> **THE PROBLEM**
Write out only the lines running from the one that contains "Where can you see the blue" to the end of the material, both ends included.

> **TASK INPUTS**
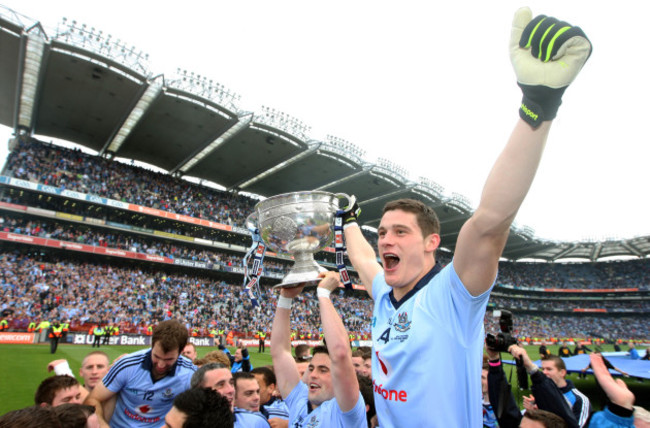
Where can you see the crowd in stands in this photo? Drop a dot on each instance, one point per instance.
(133, 298)
(74, 170)
(615, 274)
(86, 293)
(568, 305)
(81, 234)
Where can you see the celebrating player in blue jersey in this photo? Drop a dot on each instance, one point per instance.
(437, 313)
(146, 382)
(331, 396)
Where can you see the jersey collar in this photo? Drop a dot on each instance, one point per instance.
(147, 364)
(420, 285)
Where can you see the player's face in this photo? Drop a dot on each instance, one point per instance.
(93, 369)
(174, 418)
(266, 391)
(70, 395)
(162, 362)
(302, 368)
(319, 380)
(357, 362)
(484, 381)
(405, 254)
(366, 369)
(247, 395)
(190, 352)
(549, 369)
(221, 381)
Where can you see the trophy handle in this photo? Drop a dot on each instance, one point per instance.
(251, 222)
(351, 199)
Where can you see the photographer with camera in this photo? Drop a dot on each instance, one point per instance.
(546, 394)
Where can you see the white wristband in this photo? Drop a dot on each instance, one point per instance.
(63, 369)
(323, 292)
(285, 302)
(352, 223)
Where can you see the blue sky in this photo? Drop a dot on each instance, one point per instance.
(426, 85)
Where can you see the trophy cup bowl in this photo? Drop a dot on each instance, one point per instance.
(298, 224)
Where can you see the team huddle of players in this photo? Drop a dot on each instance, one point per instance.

> **SOLUTION FOR THIS PROBLEM**
Where can you see the blue sky in this photo? Drop a dot on each instance, one point per instance.
(426, 85)
Where can you see the trophy cup bowl in this photo? Drop a dot on each instance, one point per instance.
(298, 224)
Where can you see the team huddle of players in this photo? Drop a dot on each instance, one point per instance.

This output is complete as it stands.